▸ Task goal: The reply is to contain the full listing, repeated exactly, with pictures left out.

------------------------

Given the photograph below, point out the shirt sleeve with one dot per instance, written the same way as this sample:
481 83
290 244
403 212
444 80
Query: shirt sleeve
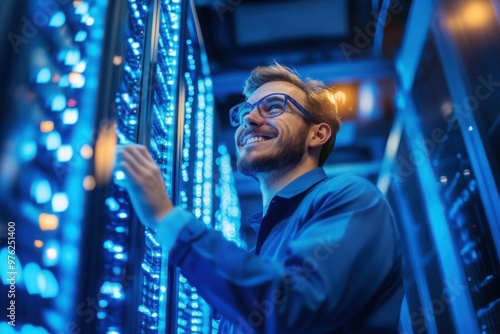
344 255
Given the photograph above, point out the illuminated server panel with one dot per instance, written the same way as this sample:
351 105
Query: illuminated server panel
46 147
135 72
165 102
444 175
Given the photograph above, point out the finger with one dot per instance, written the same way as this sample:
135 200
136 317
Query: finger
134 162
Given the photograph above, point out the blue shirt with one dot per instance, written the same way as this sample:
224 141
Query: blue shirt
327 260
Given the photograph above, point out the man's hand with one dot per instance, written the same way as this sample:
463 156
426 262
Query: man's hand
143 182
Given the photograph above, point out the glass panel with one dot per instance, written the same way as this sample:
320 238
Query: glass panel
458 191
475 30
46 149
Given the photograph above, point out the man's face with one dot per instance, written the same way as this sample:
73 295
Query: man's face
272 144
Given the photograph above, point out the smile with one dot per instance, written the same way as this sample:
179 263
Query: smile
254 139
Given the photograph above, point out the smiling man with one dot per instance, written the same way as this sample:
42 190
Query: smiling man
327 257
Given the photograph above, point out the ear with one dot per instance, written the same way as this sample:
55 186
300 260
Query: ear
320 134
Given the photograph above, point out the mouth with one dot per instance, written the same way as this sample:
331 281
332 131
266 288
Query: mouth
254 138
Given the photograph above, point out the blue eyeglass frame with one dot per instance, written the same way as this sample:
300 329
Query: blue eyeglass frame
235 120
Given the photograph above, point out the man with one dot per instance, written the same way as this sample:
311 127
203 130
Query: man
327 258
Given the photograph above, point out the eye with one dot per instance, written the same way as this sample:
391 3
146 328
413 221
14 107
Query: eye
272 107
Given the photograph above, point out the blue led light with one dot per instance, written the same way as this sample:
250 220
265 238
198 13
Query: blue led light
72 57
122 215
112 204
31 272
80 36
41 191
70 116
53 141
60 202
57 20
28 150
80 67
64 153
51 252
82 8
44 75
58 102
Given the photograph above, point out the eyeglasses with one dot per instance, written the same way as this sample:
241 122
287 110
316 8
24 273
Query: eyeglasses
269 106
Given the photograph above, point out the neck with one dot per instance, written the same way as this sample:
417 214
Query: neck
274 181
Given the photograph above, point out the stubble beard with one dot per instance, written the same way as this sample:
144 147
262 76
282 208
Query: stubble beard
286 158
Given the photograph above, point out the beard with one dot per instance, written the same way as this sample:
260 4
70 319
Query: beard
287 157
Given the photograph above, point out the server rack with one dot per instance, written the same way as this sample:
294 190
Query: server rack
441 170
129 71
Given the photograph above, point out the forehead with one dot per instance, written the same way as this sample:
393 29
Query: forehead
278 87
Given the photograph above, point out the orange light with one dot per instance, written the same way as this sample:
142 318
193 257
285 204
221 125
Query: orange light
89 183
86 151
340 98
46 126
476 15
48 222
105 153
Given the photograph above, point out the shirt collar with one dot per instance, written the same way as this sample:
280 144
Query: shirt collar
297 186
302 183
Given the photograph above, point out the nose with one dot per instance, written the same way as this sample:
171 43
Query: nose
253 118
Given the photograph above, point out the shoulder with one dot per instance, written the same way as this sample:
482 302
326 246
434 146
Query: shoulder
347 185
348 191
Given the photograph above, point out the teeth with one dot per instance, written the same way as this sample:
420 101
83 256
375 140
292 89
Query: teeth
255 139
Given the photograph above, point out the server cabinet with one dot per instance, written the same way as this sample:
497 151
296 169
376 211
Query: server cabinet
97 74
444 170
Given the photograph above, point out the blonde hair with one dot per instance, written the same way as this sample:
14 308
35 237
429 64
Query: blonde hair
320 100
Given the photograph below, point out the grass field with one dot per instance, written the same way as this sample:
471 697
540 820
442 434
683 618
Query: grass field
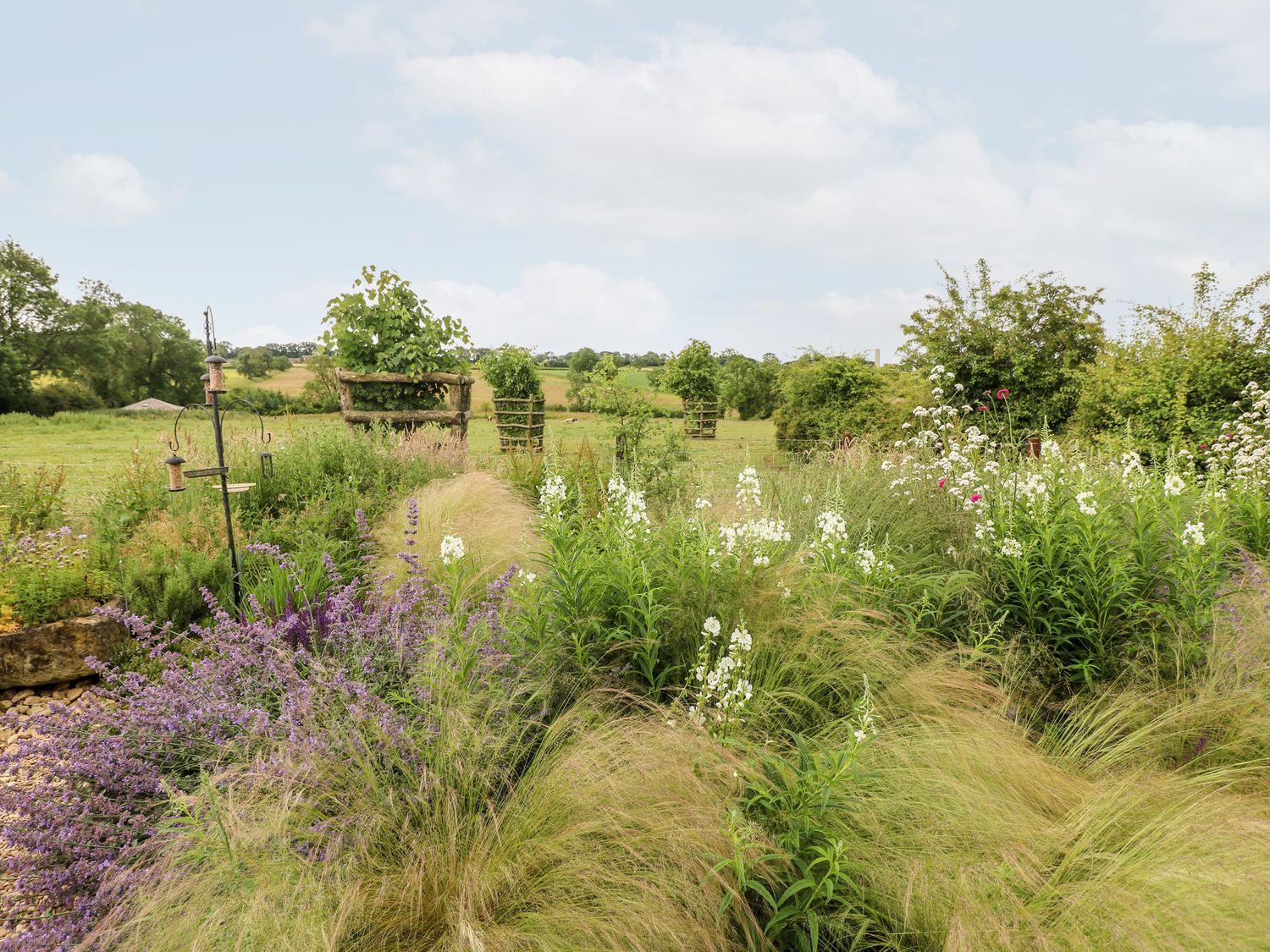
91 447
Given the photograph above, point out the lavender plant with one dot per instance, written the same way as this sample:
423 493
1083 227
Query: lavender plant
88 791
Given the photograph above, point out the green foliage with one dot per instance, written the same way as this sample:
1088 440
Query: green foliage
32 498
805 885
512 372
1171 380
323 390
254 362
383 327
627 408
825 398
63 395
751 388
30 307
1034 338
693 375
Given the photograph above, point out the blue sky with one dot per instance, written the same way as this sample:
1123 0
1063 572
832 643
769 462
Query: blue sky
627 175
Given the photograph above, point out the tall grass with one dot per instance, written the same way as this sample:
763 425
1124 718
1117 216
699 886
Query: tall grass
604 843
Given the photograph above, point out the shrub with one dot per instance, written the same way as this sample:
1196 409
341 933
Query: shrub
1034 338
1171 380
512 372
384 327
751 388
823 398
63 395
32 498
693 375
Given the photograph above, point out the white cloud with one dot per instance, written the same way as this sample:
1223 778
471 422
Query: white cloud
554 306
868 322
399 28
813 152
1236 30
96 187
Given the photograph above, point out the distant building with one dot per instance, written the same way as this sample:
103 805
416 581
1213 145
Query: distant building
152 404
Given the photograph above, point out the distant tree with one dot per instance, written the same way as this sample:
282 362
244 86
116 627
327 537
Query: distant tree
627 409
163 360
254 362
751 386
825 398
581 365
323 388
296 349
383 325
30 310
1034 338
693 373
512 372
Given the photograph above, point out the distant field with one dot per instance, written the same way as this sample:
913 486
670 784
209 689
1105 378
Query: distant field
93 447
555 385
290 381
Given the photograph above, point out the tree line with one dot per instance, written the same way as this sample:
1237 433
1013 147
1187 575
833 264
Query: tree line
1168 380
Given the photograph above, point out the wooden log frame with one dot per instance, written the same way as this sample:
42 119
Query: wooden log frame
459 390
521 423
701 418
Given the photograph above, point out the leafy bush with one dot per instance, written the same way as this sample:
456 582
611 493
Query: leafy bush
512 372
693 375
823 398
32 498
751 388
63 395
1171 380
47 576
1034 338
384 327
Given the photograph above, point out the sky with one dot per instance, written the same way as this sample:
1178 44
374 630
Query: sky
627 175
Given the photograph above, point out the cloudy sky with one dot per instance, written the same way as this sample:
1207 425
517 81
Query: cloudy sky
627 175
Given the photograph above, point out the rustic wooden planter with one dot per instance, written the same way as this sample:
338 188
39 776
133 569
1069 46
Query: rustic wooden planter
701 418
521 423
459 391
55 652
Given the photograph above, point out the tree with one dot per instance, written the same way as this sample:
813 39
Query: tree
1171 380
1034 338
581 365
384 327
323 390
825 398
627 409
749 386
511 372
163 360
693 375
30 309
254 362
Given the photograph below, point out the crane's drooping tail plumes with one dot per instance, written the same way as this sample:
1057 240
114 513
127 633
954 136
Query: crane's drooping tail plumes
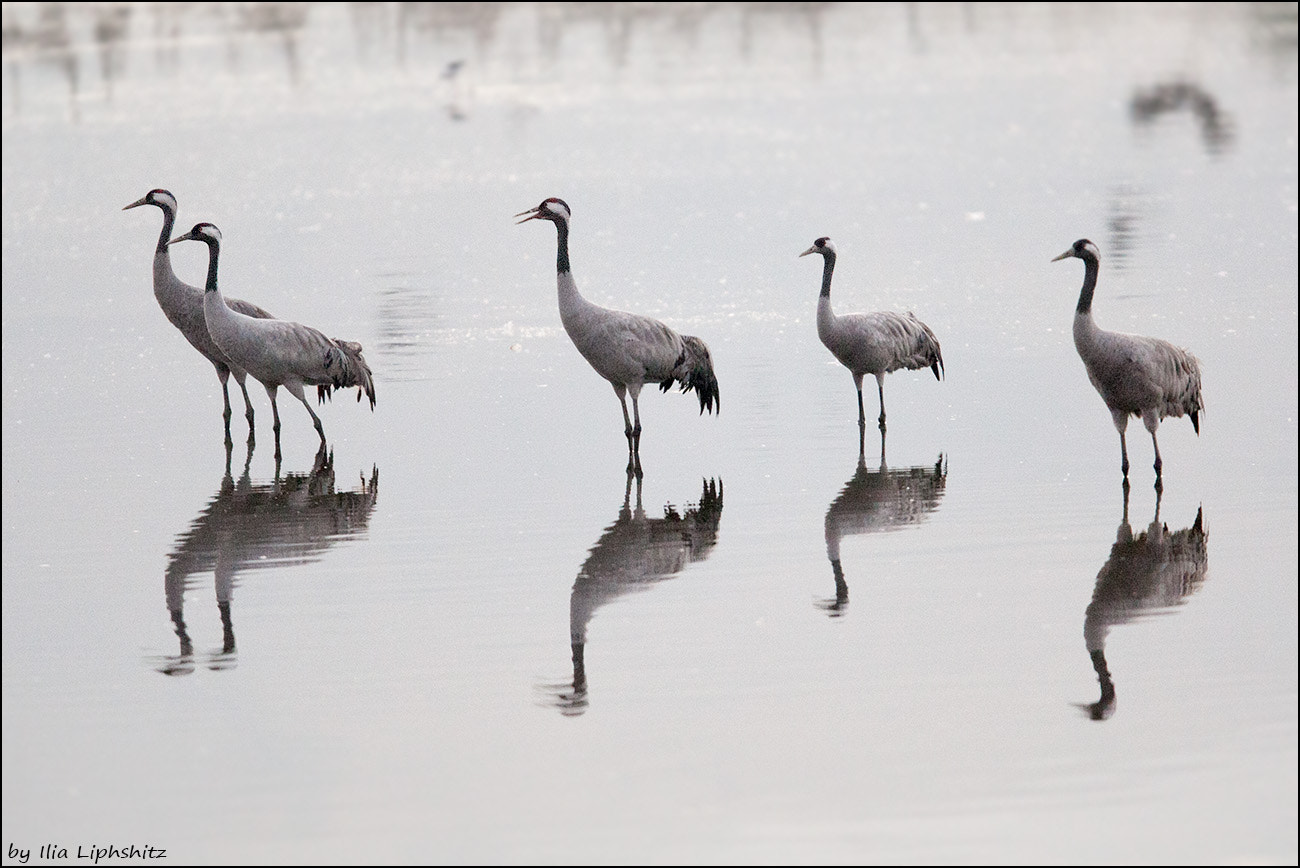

------------------------

▸ Your solution:
Given the photograph below, point out the shirt sleeve with one dot per instance, written the same way as this sample:
481 83
290 244
403 212
444 80
Query: shirt sleeve
344 255
Given the photograph above, point out the illuminated server panel with one dot per instance, written the same way as this sample:
351 105
Query: illuminated server panel
46 147
135 72
165 102
444 175
Given the photograph above, point out the finger with one dot per instance, written the same way as this sample:
135 200
136 317
Query: finger
134 162
Given the photograph above, point out the blue shirt with one dot per instance, written the same way as this sample:
224 141
Query: blue shirt
327 260
Given the photograph above, point out the man's hand with one dot per instance, written the same way as this sample:
463 156
426 262
Query: man's hand
143 182
Given the photograph above, point out the glass panel with one dot per instance, written the same way as this sample:
320 238
Query: glass panel
458 191
475 30
46 149
Given the photograph above, point out the man's face with one dot per instance, written the same way as this sample:
73 295
Query: man's face
272 144
Given the photograph above, point out the smile with one dot per instance, written the same way as this sample:
179 263
Query: smile
254 139
Given the photograph above, point out the smiling man with one dot per instance, written the same way as this sample:
42 190
Query: smiling man
327 257
Given the photograph above, point out the ear with one dot per instance, written the same way as this sample:
55 186
300 260
Query: ear
320 134
Given the photograph above, point out the mouth with one dot per instance, written the same way as this sample:
331 281
332 131
266 288
Query: mouth
254 138
Given the photograph above, point out the blue eyeglass frame with one dot per instance, written the same way as this sample:
300 329
Query: blue eyeglass frame
235 120
Given the photograph above, point out the man with one dot per instance, written the same way as this sample:
311 127
203 130
Query: man
327 258
Given the photograph above, point out the eye with one dot per instance, written the same way as this sample:
391 3
146 328
413 221
14 107
Query: eye
272 107
Given the photograph above, point out the blue led light with one dot per instance, written the same way as this sample:
250 220
265 238
198 13
Query: blue led light
72 57
122 215
112 204
31 272
80 36
41 191
70 116
53 141
60 202
57 20
28 150
80 67
64 153
51 252
82 8
44 75
58 102
Given the photograph above, point out the eyeglasses with one dot per instance, written the same way as this sample:
241 122
287 110
316 8
24 273
Query: eyeglasses
269 106
Given the photograph above, point out the neck with one dot per instance, written the same way as this sample:
417 214
Query: neck
274 181
Given the photograph above, point out the stubble beard with one dot per instance, written the same way as this sample:
144 147
262 76
282 208
Query: stubble beard
286 158
Given the photograph above, point out the beard with one dot per instance, written the same way as this sample:
260 4
70 319
Query: beard
287 157
Given the photograph above, point out the server rack with one dot per instance, written the same way as this sample:
294 190
Query: server rack
441 170
129 71
Given the photograph above, point out the forehead with one dot per instance, written the same way as this sample:
393 29
Query: forehead
278 87
Given the photograph above, point out the orange light with one dot per instance, written the same way as this sample:
142 318
193 257
285 204
221 125
Query: orange light
89 183
86 151
340 98
46 126
476 15
48 222
105 153
Given the photograph above, point out the shirt collar with one dot per instance, written the same way as this sample:
280 144
Query: shirt collar
297 186
302 183
Given the photograph above, point out the nose with one dot per instance, written the same way as this sample:
171 43
Query: nose
253 118
Given the photograph above, point out the shoulder with one dot per instance, written the same way as this sample:
482 302
326 246
434 146
Query: shoulder
347 185
348 191
Given the photograph above, point out the teeth with one dot per instance, written the same way as this sample:
420 101
83 256
375 140
292 89
Query: teeth
255 139
Given the photograph above, point out the server cabinet with one dot per instance, written the same way as this sample:
497 151
296 169
376 211
Query: server cabinet
97 74
444 170
Given the photograph above, point out the blonde hair with one dot per instance, written the same way as this sample:
14 308
35 237
429 64
Query: blonde hair
320 100
Given the photograph below, point out the grass field with one dot per instance, written the same way as this sample:
471 697
540 820
442 434
683 618
Query: grass field
91 447
Given the photograph above, point out the lavender plant with one dot per instance, written the same way as this sample:
423 493
1083 227
Query: lavender plant
88 791
Given the photograph above, point out the green foliage with one dot per instance, written the same way as this sample:
1088 440
Query: green foliage
32 498
805 885
512 372
1171 380
323 390
254 362
383 327
627 408
825 398
63 395
751 388
30 307
1034 338
693 375
Given the photograph above, point out the blue sky with one dot per instance, written the same way as this sample:
1123 0
1063 572
832 643
769 462
Query: blue sky
627 175
Given the photograph above, point out the tall grass with one dot per instance, written the same way as this sample:
763 425
1124 718
1117 216
699 886
Query: tall grass
604 843
Given the photograph above, point out the shrub with one dot per instance, written the same way as this sample:
1196 409
341 933
Query: shrub
1034 338
1171 380
512 372
384 327
751 388
823 398
63 395
32 498
693 375
Given the photograph above, point out the white cloud with one dot per instance, written the same way as this sample:
1223 778
471 422
Query: white cloud
554 306
868 322
399 28
813 152
1236 30
96 187
Given the photograph above, point out the distant building with one dot per instance, written the same way as this sample:
103 805
416 581
1213 145
Query: distant building
152 404
Given the photograph above, point out the distant tree with one dot per instance, written the same way as this sample:
282 362
244 86
116 627
327 537
Query: distant tree
627 409
163 360
254 362
751 386
825 398
581 365
323 388
296 349
383 325
30 310
1034 338
693 373
512 372
Given the photograph above, point out the distant field with one dot per instance, written the same way as this sample:
913 486
670 784
209 689
1105 378
Query: distant field
93 447
555 385
290 381
Given the photograph above, point out the tree line with one dot per instance, written the same way as this sample:
1237 433
1013 147
1187 575
833 264
Query: tree line
1168 380
Given the photograph above, point out the wooden log frame with one dot per instance, written the same way as this sample:
42 119
Query: wooden log frame
459 390
521 423
701 418
Given the photograph above, point out the leafy bush with one dot per instance, written the same way as this sample:
456 582
611 493
Query: leafy bush
512 372
693 375
823 398
32 498
751 388
63 395
1171 380
47 576
1034 338
384 327
Given the photograph above, point out the sky with one dot per instance, written the same way as this sample:
1178 44
374 630
Query: sky
627 175
Given the photograph above, point out the cloudy sky with one dot per instance, written the same way as this sample:
1207 425
517 81
Query: cloudy sky
627 175
Given the photograph above, point out the rustic wooden planter with one dot per instance, written the same way as this sample:
338 188
39 776
133 569
1069 46
Query: rustic wooden planter
701 418
521 423
459 391
55 652
Given the photograph above, point out the tree with one dot per instance, written the same way as this sample:
813 39
Query: tree
1171 380
1034 338
581 365
384 327
323 390
825 398
627 409
749 386
511 372
163 360
693 375
30 309
254 362
Given the photograph below, point out the crane's drooping tail plumes with one dot per instance, written the same way as this sample:
1057 240
114 513
127 633
954 136
Query: crane's drooping tail plumes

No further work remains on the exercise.